-- BEGIN Data entries --

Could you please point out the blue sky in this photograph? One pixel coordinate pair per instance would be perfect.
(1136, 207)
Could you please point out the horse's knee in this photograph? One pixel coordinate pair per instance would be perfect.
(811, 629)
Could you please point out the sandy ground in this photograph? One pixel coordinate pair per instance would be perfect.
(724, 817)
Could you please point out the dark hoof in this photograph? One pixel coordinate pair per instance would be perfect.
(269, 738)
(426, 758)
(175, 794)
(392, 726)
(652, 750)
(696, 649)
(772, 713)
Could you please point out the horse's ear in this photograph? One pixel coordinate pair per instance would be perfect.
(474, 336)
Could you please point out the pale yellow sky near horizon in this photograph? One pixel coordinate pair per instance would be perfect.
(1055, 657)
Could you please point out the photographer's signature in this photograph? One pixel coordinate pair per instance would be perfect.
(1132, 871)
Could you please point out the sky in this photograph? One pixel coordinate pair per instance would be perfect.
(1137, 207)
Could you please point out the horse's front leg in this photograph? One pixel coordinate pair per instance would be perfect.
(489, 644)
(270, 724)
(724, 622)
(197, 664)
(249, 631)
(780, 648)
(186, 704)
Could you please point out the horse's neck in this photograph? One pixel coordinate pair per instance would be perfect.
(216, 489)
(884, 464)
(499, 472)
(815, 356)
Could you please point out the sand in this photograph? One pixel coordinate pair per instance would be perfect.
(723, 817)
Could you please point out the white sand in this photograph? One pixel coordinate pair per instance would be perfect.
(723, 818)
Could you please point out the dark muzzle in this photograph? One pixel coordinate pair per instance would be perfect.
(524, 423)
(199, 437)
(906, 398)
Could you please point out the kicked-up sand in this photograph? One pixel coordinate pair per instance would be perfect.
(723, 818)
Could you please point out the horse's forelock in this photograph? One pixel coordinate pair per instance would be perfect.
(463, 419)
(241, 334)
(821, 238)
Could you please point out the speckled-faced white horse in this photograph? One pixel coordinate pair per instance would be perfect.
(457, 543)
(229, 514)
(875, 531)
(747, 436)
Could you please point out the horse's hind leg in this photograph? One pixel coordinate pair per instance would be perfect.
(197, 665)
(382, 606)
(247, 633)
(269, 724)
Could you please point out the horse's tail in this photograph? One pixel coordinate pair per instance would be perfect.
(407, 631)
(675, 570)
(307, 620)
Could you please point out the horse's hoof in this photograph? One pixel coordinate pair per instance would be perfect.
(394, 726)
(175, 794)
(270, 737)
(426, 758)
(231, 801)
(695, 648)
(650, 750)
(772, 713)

-- END Data entries --

# Request
Could you rewrite the whole listing above as a two-column CSV with the headers text and coordinates, giving each item its own row with both fields in quotes and any line breaks replaced by spaces?

# Solved exercise
text,coordinates
"Could you please point out the blue sky in this photograph? One pixel coordinate pair per instance would be perfect.","(1136, 207)"
"Could you please point out the horse's knee in this photograph? One pixel coordinate pair per instance would be perfect.","(811, 629)"
"Could you please point out the sandy ground in this photograph? One pixel coordinate pair per instance would be perfect.","(724, 817)"
"Could you please point out the dark hoof in this photograph? One pixel coordinate pair per instance would be perfect.","(269, 738) (426, 758) (175, 794) (392, 726) (652, 750) (696, 649) (772, 713)"
"Could you please point out the horse's ear in this photograph? One pixel coordinate pair per instance would be perfect.","(474, 336)"
"Could you please point out the pale yellow sky near horizon in this photograph? One pixel coordinate pair per instance would be perfect.","(1055, 657)"
"Could you please point out the photographer's signature in this photograph? One pixel coordinate pair per instance would be perfect.","(1132, 871)"
"Could you please point out the sky in this photograph? One pixel coordinate pair per instance would be perfect.","(1137, 207)"
"Could you please point out the horse's front leg in this photograph? One pixel coordinate pair per instance would be perfect.","(489, 644) (270, 724) (724, 622) (197, 664) (249, 631) (780, 648) (186, 704)"
"Could you please point out the horse's neck in this photograph? One pixel coordinate pair per instance would be perfect.","(216, 489) (884, 464) (499, 472) (815, 356)"
"Could you please point out the sand in this photograph? One pixel coordinate pair per instance would be perfect.","(723, 817)"
"Could you please point out the white sand in this photograph? One pixel coordinate pair per instance would be perfect.","(723, 818)"
"Could you please point out the dark muzzle in this photograph? One pixel coordinate pair per instance would be perfect.","(524, 423) (199, 437) (906, 398)"
"Could you please point out the kicked-up sand in this photograph? One pixel coordinate pair per instance would be perfect.","(723, 818)"
"Could you please point out the horse's forelock in this photograph? One pixel coordinate pair per instance would be perfect.","(463, 419) (241, 334) (821, 238)"
"Could you please point out the speckled-faced white horse in this photograph? One pixel coordinate pair per instance would be perfect.","(457, 543) (229, 514) (875, 531) (747, 436)"
"Could you please point out the horse's hind leg in this photograph? One pixel coordinate pair per instance would be perfect.","(197, 665) (382, 606) (247, 633) (269, 724)"
"Could you please point out the horse's tail in this photograph? One pixel coordinate pair per instance would be perfect.","(407, 631) (675, 570) (307, 620)"
"Could you please point out the horse's hoof in this photograph? One pixel coordinate pair per instance would be perfect.","(394, 726) (175, 794) (270, 737) (426, 758) (231, 801) (695, 648) (650, 750) (772, 713)"